## Directive
Reproduce every line of the entries below verbatim, without any alteration.

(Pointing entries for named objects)

* * * * *

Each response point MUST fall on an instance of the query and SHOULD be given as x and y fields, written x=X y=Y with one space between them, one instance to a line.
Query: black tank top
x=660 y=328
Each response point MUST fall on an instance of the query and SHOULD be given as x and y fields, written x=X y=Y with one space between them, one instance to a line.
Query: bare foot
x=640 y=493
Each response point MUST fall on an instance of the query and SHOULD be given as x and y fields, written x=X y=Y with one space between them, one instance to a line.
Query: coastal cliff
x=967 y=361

* * * * *

## Answer to this exercise
Each response point MUST fall on an instance of the query and SHOULD be given as x and y fields, written x=X y=Y with one space between them, one instance to a line.
Query: black tank top
x=660 y=328
Each response point MUST fall on an instance of the query and SHOULD be given as x and y fields, written x=X y=Y with one space between them, one instance to a line.
Query: bare foot
x=640 y=493
Each response point MUST fall on an instance of the query and SHOULD be given as x and y fields, written x=X y=Y with one space between them, one instance to a line.
Query: coastal cliff
x=967 y=361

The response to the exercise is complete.